§ Consignas
- A) Resume de forma más breve el párrafo del fragmento sobre jazz que empieza con «Era una edad de oro» y conserva sus datos principales.
- B) Extrae del fragmento sobre jazz, por favor, el tramo que va desde «Era una edad» hasta «de Louis Malle.», sin cambiar nada.

§ Fragmento mostrado
^^^^

Era una edad de oro de la música. Era como si Cervantes y Joyce, como si Velázquez y Manet fueran contemporáneos. En las fotos de Jean Pierre Leloir están los maestros de la generación fundadora del jazz y los de la vanguardia arrebatada de los primeros años sesenta. En París tocaban, en plenitud de facultades, Sidney Bechet y Louis Armstrong, y en un club cercano, la misma noche, podía estar tocando Ornette Coleman. En 1957 faltaban dos años para que Miles Davis completara la obra más celebrada de todas las suyas, Kind of Blue, pero la banda sonora de Ascenseur pour l’échafaud, con su compresión expresiva y su ligereza improvisada como de garabatos de pintura zen, se vuelve más original según van pasando los años. El tiempo le ha agregado una juventud tan perenne como la de la cara de Jeanne Moreau contemplada con atención de amante por la cámara de Louis Malle.

^^^^

Elementos de datos:
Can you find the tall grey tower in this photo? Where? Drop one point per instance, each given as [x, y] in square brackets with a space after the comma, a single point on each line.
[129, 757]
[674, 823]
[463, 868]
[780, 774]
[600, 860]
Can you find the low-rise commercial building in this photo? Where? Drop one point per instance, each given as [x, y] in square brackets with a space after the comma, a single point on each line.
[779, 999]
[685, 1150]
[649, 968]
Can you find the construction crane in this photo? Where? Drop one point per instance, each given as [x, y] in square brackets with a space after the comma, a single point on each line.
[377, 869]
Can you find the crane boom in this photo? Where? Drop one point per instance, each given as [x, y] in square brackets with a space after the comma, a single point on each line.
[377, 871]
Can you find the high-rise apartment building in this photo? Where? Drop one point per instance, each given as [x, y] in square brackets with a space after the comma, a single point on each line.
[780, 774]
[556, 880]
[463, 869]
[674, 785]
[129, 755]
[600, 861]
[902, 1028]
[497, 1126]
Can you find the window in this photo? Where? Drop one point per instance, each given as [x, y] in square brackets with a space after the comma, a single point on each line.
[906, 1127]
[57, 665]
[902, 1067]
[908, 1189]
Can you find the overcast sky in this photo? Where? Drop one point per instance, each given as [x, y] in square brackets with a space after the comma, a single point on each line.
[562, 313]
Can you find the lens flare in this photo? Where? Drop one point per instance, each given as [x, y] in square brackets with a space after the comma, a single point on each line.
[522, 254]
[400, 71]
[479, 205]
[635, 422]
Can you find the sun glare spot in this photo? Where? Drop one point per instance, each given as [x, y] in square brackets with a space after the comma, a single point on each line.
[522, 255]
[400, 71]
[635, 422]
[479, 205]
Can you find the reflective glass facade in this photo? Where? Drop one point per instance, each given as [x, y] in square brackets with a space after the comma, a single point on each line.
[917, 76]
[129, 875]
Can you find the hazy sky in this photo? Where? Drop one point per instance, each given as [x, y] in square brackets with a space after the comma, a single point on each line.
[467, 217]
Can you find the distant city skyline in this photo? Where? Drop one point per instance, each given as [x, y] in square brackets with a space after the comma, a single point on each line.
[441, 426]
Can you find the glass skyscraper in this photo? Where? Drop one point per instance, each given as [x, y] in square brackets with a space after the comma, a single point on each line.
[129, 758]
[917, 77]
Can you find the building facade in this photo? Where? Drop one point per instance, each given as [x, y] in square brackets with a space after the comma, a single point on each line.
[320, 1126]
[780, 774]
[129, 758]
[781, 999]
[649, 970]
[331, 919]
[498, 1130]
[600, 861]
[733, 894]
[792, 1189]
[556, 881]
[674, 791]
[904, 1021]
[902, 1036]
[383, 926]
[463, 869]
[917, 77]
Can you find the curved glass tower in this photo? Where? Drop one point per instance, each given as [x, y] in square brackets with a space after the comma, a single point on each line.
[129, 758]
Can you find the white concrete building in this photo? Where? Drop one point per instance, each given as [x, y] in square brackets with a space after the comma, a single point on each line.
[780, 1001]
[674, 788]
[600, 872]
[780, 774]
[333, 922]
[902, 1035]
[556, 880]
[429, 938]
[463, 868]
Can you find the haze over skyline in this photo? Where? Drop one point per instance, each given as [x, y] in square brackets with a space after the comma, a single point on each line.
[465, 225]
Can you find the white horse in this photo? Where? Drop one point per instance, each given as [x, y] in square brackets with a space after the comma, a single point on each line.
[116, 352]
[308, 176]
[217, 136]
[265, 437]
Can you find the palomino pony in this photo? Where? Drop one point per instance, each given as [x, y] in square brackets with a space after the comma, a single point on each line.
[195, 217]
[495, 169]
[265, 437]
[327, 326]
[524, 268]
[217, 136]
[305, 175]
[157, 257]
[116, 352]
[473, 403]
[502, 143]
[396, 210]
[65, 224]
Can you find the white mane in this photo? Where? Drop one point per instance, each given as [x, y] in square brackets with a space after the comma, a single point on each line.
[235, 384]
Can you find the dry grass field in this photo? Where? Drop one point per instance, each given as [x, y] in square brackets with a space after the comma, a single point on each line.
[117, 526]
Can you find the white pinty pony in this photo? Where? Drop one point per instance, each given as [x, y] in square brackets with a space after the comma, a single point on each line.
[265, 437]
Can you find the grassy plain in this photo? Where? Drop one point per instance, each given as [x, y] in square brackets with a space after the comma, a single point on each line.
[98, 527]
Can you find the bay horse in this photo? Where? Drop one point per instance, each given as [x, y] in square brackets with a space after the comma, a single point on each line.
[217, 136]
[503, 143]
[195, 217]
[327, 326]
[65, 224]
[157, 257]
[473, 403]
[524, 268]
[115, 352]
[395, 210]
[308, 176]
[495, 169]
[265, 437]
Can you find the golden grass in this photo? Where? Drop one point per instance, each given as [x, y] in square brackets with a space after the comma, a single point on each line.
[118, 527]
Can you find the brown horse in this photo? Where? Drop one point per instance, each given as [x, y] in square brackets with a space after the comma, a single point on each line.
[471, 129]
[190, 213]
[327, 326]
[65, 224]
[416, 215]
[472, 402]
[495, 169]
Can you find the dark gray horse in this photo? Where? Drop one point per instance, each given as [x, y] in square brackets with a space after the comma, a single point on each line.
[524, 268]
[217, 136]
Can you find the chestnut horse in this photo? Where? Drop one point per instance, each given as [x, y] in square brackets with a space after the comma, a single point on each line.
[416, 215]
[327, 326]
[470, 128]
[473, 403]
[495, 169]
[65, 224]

^^^^

§ Soluciones
- A) Era una edad de oro de la música. Las fotos de Jean Pierre Leloir reúnen a los maestros fundadores del jazz y a la vanguardia de los primeros sesenta. En París, Sidney Bechet y Louis Armstrong tocaban en plenitud, y la misma noche Ornette Coleman podía tocar en un club cercano. En 1957, dos años antes de Kind of Blue, Miles Davis hizo la banda sonora de Ascenseur pour l’échafaud. Esta obra se vuelve más original con los años y conserva una juventud perenne, como la cara de Jeanne Moreau filmada por Louis Malle.

- B)
Era una edad de oro de la música. Era como si Cervantes y Joyce, como si Velázquez y Manet fueran contemporáneos. En las fotos de Jean Pierre Leloir están los maestros de la generación fundadora del jazz y los de la vanguardia arrebatada de los primeros años sesenta. En París tocaban, en plenitud de facultades, Sidney Bechet y Louis Armstrong, y en un club cercano, la misma noche, podía estar tocando Ornette Coleman. En 1957 faltaban dos años para que Miles Davis completara la obra más celebrada de todas las suyas, Kind of Blue, pero la banda sonora de Ascenseur pour l’échafaud, con su compresión expresiva y su ligereza improvisada como de garabatos de pintura zen, se vuelve más original según van pasando los años. El tiempo le ha agregado una juventud tan perenne como la de la cara de Jeanne Moreau contemplada con atención de amante por la cámara de Louis Malle.